TASK BRIEF: Take the material below and reproduce, word for word, only the lines from the line with "Place a dot on every instance of the rippled" through the line with "Place a dot on every instance of the river water, one".

DATA EXCERPTS:
■ ■ ■ ■

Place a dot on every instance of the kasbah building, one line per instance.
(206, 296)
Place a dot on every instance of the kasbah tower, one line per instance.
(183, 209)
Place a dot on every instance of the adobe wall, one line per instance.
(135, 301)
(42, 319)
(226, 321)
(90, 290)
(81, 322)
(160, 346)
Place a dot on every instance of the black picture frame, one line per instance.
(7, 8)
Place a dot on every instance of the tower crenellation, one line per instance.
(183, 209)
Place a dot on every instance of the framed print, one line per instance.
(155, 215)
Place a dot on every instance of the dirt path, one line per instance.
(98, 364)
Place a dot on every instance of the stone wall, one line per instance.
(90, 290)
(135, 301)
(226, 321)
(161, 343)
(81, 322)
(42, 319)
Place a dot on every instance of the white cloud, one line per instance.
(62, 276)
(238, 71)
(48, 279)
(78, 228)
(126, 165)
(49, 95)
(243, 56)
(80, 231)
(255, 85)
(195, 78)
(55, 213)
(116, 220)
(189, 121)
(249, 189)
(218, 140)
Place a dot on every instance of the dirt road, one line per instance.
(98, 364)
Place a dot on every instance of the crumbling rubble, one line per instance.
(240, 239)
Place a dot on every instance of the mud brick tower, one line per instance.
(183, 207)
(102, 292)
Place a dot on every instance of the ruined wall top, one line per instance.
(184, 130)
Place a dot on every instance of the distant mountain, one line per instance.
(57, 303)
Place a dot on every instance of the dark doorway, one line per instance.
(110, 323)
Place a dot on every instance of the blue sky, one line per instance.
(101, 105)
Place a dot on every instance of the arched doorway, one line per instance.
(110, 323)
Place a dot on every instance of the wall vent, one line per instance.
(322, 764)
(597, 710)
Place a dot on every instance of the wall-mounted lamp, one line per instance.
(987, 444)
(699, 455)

■ ■ ■ ■

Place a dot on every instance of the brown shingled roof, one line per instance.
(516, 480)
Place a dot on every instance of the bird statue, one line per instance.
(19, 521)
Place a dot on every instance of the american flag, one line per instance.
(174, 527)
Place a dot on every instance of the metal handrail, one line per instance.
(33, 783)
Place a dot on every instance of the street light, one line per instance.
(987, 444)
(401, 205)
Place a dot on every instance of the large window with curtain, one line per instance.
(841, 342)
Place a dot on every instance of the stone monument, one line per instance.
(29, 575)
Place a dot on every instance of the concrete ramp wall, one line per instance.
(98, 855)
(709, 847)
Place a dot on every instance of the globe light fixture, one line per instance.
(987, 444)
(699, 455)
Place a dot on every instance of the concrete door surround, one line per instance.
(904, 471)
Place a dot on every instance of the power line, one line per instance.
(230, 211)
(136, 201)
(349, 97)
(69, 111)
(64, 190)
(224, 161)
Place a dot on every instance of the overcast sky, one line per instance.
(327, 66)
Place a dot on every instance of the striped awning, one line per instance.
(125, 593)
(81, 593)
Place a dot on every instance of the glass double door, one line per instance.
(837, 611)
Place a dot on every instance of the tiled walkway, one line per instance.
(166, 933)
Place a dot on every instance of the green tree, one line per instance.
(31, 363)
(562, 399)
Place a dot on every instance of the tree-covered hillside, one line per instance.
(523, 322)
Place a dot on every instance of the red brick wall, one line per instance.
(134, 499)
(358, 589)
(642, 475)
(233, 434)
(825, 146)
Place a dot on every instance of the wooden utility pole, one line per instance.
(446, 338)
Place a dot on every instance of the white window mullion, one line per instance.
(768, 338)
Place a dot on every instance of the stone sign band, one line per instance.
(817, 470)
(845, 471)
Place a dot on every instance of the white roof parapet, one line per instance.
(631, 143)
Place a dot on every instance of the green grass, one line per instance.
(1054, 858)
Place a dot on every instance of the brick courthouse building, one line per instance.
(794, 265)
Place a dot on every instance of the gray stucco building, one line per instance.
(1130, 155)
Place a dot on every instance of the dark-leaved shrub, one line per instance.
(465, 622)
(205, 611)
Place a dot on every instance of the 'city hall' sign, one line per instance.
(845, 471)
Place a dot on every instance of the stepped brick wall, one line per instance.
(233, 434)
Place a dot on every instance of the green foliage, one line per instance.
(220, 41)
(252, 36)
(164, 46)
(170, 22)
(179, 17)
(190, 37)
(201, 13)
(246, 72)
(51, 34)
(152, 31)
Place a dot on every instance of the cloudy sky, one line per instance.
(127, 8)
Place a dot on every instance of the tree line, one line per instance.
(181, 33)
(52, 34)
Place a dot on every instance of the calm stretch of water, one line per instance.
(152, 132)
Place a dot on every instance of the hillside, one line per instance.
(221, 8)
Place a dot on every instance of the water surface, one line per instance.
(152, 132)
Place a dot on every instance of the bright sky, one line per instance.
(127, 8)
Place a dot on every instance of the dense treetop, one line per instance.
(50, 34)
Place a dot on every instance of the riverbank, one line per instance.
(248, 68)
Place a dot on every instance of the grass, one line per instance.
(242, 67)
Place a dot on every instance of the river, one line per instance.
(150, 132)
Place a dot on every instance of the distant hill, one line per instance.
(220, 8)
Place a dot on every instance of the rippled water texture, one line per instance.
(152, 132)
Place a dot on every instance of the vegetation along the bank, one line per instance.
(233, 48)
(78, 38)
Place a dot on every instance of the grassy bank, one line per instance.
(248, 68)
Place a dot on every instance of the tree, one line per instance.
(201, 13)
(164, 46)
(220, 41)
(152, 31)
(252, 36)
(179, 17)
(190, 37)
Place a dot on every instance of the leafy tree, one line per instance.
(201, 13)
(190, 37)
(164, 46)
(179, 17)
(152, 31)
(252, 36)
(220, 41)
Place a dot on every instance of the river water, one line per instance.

■ ■ ■ ■

YOUR RESPONSE:
Place a dot on every instance of the rippled water texture, one line per instance.
(152, 132)
Place a dot on every instance of the vegetation along the bank, one line per instance.
(233, 48)
(78, 38)
Place a dot on every instance of the grassy bank, one line per instance.
(248, 68)
Place a dot on every instance of the tree, one line per instance.
(201, 13)
(164, 46)
(220, 41)
(152, 31)
(252, 36)
(179, 17)
(190, 37)
Place a dot on every instance of the leafy tree, one line per instance.
(201, 13)
(190, 37)
(164, 46)
(179, 17)
(152, 31)
(252, 36)
(220, 41)
Place a dot on every instance of the river water, one line per instance.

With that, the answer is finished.